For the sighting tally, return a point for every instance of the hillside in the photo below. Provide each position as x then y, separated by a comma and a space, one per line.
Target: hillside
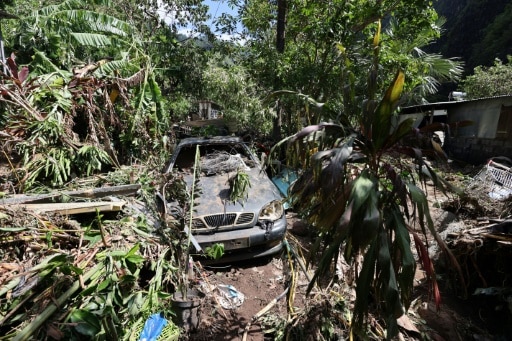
477, 31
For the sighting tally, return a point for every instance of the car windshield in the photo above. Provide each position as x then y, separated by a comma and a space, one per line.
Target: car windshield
215, 158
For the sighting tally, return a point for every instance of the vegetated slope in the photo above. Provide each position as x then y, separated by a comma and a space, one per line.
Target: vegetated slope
477, 31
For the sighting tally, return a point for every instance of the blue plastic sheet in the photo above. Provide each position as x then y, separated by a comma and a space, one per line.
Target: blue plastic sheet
153, 327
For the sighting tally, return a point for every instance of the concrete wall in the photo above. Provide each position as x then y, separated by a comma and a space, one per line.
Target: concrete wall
477, 143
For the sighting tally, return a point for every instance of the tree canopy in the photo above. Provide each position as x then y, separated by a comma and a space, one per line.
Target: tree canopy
489, 81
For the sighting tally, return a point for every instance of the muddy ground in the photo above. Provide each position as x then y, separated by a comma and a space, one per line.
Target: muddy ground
462, 315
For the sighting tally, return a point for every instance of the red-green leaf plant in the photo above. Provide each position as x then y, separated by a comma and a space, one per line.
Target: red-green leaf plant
360, 189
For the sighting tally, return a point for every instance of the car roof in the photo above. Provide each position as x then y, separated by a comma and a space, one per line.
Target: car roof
210, 140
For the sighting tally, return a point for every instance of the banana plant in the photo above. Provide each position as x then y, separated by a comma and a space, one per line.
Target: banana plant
360, 189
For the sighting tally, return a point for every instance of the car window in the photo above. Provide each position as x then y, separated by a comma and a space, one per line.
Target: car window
215, 158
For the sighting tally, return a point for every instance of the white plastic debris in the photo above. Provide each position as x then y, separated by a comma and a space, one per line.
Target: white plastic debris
229, 297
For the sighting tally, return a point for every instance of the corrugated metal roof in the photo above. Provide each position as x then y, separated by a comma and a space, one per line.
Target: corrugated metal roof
430, 106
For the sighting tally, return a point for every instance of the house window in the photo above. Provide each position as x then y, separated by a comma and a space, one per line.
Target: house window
504, 123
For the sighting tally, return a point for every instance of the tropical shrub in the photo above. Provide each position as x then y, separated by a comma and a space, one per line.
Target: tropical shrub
360, 189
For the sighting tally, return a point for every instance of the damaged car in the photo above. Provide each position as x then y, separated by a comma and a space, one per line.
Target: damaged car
248, 219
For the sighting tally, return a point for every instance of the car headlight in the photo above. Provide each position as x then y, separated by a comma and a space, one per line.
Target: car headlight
272, 211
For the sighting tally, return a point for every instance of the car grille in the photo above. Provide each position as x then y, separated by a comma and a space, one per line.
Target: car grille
222, 221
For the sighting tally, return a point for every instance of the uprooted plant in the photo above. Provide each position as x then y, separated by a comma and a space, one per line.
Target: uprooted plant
80, 281
360, 190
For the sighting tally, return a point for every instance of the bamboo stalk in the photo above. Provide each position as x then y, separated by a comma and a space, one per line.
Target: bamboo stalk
33, 326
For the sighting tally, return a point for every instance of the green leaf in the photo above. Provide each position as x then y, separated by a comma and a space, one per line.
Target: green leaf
381, 127
92, 39
86, 322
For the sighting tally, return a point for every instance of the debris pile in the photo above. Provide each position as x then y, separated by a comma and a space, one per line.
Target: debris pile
82, 263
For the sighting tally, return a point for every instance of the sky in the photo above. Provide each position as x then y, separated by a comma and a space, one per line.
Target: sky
216, 9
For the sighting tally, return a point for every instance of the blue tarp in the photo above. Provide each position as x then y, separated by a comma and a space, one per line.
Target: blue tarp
153, 327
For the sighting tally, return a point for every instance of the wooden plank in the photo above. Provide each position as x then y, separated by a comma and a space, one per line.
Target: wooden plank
74, 207
92, 193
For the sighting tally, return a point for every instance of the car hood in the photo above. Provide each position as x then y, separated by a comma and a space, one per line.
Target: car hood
213, 193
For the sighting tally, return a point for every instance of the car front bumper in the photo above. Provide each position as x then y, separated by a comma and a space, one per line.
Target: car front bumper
260, 240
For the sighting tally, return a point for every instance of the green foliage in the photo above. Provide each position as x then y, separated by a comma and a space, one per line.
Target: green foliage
239, 185
329, 50
233, 87
489, 81
356, 189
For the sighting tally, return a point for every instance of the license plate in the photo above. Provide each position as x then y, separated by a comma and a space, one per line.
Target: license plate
236, 244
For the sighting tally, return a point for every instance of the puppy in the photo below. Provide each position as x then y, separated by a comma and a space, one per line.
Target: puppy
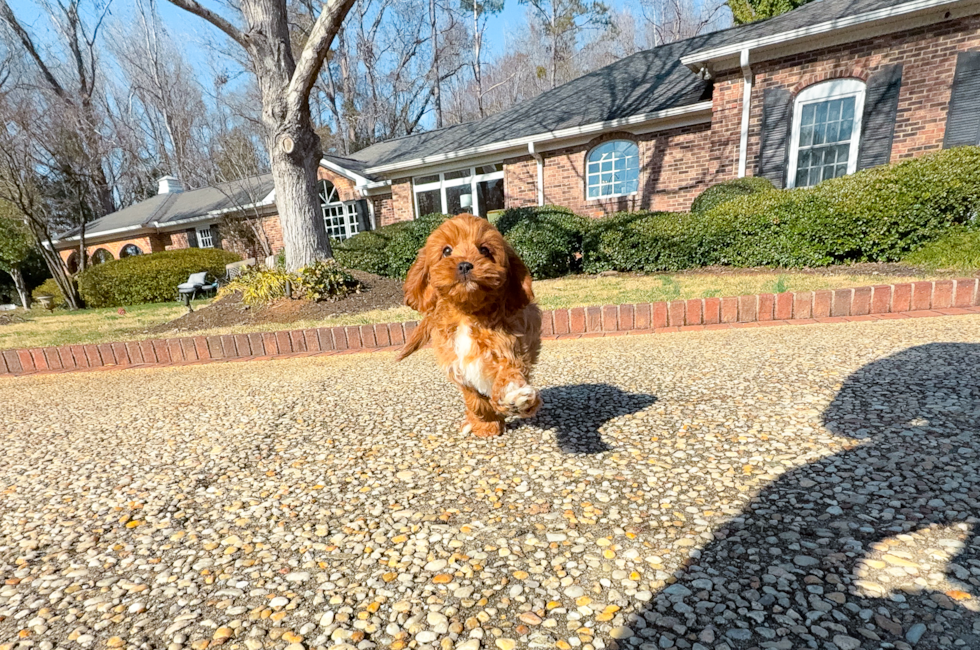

What is expected: How many lines of the data above contain the string "corrugated", with case counting? Reply with the number alone.

Finished answer: 2